Below are the records; copy each line in which "shorts" occurs.

---- GIVEN RECORDS

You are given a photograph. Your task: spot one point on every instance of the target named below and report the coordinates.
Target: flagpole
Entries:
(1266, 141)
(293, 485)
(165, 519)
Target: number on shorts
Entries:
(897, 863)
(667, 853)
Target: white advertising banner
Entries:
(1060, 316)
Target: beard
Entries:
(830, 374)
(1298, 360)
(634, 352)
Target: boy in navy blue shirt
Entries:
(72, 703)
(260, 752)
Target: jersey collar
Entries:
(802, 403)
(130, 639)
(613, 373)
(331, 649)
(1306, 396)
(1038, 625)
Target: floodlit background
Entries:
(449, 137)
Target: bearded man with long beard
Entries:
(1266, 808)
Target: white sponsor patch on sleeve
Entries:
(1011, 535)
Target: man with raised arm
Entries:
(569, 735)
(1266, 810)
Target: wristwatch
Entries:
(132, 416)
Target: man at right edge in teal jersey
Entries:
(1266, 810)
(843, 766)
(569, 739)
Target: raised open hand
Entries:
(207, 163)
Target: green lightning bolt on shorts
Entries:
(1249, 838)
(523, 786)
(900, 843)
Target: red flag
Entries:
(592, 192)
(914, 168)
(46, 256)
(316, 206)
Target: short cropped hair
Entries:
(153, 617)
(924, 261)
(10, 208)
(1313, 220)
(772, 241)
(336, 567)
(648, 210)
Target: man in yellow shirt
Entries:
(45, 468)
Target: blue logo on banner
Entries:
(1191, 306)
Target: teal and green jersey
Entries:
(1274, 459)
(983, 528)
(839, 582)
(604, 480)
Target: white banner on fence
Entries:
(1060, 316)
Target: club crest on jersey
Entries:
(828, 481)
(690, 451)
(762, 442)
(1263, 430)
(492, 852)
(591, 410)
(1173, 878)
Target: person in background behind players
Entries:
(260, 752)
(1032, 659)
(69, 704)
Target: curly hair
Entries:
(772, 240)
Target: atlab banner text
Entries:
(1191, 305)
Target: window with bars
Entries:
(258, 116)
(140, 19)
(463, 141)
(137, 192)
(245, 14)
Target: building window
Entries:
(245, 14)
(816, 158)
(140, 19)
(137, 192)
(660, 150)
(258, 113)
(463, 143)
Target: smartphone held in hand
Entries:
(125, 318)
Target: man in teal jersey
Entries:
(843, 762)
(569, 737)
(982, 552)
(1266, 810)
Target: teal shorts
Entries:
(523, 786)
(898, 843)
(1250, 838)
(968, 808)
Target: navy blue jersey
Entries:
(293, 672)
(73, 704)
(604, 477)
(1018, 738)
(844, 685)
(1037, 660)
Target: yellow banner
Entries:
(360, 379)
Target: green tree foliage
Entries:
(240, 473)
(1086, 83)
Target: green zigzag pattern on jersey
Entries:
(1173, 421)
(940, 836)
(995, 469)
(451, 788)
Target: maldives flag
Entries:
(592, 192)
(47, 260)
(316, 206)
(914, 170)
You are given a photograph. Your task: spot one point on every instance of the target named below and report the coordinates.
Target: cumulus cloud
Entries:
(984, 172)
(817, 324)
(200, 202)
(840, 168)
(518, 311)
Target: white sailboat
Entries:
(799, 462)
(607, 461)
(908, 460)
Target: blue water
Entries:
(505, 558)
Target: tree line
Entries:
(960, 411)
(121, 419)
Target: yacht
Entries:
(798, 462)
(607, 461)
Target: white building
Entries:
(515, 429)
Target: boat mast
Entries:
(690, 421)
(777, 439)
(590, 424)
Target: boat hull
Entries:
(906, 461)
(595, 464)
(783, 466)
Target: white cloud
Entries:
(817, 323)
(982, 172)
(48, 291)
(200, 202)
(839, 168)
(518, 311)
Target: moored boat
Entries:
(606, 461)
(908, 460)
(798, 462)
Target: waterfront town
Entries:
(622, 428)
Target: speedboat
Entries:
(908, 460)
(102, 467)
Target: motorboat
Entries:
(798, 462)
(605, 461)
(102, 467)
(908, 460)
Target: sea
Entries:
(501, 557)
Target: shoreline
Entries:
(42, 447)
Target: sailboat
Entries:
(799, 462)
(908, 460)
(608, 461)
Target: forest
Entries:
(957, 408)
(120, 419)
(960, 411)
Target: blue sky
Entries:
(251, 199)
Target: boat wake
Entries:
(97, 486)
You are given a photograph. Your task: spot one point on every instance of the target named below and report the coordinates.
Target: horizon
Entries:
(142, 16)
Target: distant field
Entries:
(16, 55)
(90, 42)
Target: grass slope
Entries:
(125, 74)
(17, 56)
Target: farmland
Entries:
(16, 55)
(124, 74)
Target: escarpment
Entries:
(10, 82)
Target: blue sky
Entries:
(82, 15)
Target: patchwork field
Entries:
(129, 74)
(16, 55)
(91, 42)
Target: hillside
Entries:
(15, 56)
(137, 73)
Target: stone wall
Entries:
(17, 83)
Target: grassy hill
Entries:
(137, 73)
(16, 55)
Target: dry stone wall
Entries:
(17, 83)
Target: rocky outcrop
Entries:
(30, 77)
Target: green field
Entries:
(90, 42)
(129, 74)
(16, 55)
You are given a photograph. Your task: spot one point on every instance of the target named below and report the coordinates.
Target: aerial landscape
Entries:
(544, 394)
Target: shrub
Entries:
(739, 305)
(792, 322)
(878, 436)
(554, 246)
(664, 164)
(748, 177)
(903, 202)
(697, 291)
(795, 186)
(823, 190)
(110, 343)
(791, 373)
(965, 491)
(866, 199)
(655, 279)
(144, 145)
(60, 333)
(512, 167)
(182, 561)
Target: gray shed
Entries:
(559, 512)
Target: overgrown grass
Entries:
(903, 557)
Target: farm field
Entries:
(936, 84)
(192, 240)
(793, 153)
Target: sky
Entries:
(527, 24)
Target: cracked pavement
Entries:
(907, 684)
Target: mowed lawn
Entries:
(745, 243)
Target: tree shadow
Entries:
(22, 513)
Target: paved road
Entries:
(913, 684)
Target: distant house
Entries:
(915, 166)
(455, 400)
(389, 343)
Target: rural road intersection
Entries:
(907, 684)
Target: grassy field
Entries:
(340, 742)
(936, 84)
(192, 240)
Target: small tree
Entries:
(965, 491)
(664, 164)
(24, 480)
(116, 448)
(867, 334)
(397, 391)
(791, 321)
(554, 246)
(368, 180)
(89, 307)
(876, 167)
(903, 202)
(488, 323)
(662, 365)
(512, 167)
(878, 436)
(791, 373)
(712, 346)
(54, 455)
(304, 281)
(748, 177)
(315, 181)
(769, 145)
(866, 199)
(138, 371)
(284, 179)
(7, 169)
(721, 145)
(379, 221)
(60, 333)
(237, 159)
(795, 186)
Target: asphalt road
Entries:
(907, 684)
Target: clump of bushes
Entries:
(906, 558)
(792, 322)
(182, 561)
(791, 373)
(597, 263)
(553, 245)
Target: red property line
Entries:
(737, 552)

--------

--- COMPLETED TASK ---
Target: number on shorts
Target: green lightning bolt on shorts
Target: teal shorts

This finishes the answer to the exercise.